**Task directions**:
Where the records hold the string "below", show the whole line it sits on.

**Records shown**:
+===+
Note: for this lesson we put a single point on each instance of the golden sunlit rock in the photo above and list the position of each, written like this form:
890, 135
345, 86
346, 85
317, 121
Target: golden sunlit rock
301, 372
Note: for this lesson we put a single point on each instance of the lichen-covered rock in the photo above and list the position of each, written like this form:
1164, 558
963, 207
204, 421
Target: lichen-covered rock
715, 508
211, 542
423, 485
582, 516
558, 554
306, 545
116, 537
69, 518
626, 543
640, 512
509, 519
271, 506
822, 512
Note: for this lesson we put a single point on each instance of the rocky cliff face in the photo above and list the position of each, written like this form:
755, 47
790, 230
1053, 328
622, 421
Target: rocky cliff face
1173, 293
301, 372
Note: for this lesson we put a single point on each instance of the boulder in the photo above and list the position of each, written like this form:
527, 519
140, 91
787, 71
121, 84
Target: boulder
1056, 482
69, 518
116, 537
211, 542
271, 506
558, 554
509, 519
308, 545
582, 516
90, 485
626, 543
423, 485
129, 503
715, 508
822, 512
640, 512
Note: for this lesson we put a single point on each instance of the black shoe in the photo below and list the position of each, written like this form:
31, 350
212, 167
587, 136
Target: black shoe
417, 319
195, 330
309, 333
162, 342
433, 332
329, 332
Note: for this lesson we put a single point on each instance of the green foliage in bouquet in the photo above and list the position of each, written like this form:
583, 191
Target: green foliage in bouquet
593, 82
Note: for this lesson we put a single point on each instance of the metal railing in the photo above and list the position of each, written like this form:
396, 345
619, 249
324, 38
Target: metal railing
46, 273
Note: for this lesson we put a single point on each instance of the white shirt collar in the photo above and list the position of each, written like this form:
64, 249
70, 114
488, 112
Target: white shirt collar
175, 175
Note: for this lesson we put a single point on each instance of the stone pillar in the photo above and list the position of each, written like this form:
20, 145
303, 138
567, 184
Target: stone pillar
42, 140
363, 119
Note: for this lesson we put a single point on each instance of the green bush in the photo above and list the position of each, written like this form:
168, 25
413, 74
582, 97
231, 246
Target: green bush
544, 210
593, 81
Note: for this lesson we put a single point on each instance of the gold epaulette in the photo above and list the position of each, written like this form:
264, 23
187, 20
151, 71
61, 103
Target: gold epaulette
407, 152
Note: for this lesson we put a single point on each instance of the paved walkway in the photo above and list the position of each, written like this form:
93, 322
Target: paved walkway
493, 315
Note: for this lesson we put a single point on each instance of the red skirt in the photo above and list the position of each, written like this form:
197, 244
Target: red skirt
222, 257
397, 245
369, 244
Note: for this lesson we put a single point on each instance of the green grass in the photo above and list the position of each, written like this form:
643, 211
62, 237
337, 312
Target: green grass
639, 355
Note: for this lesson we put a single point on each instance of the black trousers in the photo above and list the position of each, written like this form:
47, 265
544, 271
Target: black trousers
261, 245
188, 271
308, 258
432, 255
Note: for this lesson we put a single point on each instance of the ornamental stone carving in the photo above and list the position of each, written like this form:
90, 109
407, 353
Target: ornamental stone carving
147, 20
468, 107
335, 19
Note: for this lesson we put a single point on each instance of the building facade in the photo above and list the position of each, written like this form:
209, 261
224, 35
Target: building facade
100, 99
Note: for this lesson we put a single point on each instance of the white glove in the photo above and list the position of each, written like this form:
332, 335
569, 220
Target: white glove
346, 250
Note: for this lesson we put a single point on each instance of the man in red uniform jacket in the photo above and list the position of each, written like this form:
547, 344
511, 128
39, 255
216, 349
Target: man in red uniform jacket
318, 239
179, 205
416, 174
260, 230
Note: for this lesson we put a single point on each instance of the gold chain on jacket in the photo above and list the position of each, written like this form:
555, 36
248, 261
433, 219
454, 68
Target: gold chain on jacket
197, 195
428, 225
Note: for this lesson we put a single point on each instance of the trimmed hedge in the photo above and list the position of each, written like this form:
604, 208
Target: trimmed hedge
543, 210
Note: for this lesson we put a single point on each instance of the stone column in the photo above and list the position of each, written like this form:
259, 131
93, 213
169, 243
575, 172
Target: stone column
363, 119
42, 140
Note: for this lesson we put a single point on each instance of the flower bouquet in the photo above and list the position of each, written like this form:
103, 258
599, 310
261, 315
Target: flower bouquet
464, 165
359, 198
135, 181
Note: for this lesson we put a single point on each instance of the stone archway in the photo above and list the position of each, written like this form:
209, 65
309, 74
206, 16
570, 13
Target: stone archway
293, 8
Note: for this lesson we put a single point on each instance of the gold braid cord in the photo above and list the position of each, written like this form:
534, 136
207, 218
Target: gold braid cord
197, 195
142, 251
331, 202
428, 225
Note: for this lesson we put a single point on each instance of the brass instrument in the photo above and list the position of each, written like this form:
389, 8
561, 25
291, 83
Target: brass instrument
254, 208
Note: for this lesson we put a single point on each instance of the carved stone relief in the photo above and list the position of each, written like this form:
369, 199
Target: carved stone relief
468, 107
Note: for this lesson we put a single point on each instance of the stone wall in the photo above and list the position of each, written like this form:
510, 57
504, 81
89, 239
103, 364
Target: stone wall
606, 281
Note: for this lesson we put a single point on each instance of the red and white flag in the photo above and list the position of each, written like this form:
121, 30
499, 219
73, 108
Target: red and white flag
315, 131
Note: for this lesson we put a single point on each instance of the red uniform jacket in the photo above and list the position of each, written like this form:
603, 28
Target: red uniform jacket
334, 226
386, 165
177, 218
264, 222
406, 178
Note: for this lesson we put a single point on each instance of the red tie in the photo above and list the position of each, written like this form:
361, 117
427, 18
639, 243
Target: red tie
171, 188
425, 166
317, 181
+===+
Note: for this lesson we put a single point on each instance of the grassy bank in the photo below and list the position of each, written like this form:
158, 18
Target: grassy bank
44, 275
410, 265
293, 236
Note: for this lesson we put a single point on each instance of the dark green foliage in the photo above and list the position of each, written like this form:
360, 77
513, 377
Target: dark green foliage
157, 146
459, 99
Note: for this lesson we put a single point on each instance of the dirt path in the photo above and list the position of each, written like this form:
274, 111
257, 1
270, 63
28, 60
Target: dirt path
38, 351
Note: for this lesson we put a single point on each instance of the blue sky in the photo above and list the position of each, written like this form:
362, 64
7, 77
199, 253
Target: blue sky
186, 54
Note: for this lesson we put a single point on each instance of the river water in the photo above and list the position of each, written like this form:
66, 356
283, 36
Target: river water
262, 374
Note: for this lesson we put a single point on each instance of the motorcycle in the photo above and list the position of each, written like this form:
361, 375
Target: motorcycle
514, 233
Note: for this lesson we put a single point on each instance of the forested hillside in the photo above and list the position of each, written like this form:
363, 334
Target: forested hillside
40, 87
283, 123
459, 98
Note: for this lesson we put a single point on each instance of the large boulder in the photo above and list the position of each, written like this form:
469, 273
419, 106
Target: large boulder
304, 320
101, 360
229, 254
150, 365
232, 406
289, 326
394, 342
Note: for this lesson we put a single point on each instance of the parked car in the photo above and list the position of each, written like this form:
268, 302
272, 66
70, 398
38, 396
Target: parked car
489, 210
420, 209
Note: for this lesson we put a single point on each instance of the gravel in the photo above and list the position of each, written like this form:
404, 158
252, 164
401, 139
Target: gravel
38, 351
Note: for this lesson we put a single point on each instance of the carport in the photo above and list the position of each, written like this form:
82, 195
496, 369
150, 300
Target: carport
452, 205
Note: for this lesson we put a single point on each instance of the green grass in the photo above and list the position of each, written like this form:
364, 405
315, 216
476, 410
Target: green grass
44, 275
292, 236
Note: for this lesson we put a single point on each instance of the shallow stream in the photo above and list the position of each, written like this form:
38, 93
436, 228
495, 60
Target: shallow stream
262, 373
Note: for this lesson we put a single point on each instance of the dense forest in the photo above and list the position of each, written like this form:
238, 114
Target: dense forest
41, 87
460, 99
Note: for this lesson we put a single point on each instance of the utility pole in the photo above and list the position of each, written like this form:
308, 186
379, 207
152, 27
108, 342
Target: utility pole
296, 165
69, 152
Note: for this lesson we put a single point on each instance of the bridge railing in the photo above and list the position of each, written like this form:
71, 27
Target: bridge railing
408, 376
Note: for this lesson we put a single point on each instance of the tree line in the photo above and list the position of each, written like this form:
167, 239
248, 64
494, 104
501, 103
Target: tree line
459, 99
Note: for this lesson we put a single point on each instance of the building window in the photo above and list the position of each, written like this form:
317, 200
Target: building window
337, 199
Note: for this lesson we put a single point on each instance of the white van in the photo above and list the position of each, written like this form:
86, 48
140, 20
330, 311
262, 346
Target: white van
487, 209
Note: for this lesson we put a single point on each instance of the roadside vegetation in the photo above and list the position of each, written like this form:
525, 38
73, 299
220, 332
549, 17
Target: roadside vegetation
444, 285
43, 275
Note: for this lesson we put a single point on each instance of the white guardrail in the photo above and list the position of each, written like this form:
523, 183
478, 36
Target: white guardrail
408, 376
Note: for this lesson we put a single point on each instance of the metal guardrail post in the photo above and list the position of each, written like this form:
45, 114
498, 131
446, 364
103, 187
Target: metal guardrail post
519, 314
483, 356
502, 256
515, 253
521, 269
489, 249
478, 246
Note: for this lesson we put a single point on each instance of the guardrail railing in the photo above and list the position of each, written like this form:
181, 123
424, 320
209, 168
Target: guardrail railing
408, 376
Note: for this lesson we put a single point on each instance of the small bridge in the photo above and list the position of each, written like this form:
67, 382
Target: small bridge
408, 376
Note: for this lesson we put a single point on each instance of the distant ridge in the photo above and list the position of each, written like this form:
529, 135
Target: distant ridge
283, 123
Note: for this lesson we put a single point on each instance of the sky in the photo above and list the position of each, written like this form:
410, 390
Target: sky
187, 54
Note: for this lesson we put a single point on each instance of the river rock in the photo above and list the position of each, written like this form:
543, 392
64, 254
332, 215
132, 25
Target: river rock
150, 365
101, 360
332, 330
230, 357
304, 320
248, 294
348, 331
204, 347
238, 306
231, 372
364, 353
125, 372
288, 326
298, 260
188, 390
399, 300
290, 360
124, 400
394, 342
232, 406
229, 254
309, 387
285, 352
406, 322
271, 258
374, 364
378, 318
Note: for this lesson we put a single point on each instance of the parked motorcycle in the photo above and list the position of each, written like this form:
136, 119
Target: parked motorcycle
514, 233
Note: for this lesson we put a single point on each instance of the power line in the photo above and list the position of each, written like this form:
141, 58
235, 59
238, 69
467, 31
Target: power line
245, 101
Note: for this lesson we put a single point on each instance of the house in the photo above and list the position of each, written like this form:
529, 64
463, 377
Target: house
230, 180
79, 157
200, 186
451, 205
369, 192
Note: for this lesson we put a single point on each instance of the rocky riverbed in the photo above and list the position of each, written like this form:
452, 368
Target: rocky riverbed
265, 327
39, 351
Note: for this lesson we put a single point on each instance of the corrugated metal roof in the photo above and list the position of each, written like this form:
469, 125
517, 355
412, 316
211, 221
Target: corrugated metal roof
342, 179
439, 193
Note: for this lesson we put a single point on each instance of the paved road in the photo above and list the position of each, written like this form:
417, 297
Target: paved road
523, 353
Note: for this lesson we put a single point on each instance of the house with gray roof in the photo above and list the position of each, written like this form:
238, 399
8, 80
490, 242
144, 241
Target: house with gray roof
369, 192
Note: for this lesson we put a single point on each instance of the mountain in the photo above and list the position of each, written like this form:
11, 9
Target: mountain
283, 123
+===+
**Exercise answer**:
Note: for this lesson we put a single point on each instance of the black shoe in the photo below and list the position of each, written like this form:
Note: for this lesson we put a single point on each instance of the grassy bank in the photo below and list the position of each, written like this form:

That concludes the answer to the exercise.